== What is asked ==
Print every entry exactly as written.

== Records to process ==
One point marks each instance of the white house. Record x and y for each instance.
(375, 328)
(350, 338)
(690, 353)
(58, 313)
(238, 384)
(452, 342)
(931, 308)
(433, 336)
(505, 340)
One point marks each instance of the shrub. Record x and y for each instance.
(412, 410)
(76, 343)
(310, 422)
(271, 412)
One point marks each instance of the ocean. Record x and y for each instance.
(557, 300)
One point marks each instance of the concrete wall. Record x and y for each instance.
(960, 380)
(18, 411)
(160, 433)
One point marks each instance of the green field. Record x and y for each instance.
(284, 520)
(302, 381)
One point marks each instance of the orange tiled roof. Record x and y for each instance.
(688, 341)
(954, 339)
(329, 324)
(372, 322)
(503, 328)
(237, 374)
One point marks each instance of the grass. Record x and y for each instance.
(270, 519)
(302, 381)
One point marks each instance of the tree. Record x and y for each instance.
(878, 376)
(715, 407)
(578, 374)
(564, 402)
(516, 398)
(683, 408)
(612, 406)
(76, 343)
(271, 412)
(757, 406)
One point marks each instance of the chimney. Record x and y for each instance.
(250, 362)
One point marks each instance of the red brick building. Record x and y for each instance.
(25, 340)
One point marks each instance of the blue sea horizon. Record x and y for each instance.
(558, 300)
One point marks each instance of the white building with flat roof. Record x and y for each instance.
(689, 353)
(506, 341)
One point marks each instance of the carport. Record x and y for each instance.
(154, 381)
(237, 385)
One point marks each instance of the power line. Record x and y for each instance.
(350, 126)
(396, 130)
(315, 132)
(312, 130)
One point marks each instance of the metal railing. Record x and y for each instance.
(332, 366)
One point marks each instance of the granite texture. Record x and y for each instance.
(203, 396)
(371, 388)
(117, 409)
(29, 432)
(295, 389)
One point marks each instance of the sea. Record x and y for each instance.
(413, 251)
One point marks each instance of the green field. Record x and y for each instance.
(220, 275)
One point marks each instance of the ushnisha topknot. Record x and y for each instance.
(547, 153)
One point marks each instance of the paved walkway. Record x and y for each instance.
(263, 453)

== Solution ==
One point marks each instance of the white house. Record x and y for each instance.
(375, 328)
(350, 338)
(690, 353)
(58, 313)
(238, 384)
(452, 342)
(931, 308)
(433, 336)
(505, 340)
One point marks each instance of the shrub. Record x and y for each instance.
(412, 410)
(76, 343)
(310, 422)
(271, 412)
One point marks each instance of the ocean. Record x and y for each instance.
(557, 300)
One point marks each instance of the concrete wall. Record x and y for each instance.
(960, 380)
(18, 411)
(160, 433)
One point marks each instance of the green field. Record x and y for each instance.
(284, 520)
(302, 381)
One point marks each instance of the orange tiled roof. Record x and y for each instance.
(688, 341)
(954, 339)
(329, 324)
(372, 322)
(503, 328)
(237, 374)
One point marks each instance of the grass. Record x and y for each instance.
(270, 519)
(302, 381)
One point marks each instance of the tree. Record x and y for each instance.
(878, 376)
(715, 407)
(578, 374)
(564, 402)
(516, 398)
(683, 408)
(612, 406)
(76, 343)
(271, 412)
(757, 406)
One point marks each instance of the chimney. Record x and y for each instance.
(250, 362)
One point marks each instance of the red brick building. Record x and y for each instance.
(25, 340)
One point marks each instance of the blue sea horizon. Record x and y for each instance.
(558, 300)
One point marks each instance of the white building with flat roof. Record x and y for each instance.
(689, 353)
(506, 341)
One point marks each instance of the carport. Record x and y for each instance.
(154, 381)
(237, 385)
One point marks each instance of the power line. Record x and y for each instance.
(350, 126)
(396, 130)
(315, 132)
(312, 130)
One point marks each instance of the metal railing. Record x and y for each instance.
(332, 366)
One point marks each instance of the granite texture. Record x and y for each instance.
(203, 396)
(371, 388)
(117, 409)
(29, 432)
(295, 389)
One point marks each instance of the sea. Record x and y for each instance.
(413, 251)
One point marks each instance of the green field. Record x and y for each instance.
(220, 275)
One point marks each instance of the ushnisha topknot. Record x and y for each instance.
(547, 153)
One point marks each instance of the paved walkway. Record x and y for each instance.
(263, 453)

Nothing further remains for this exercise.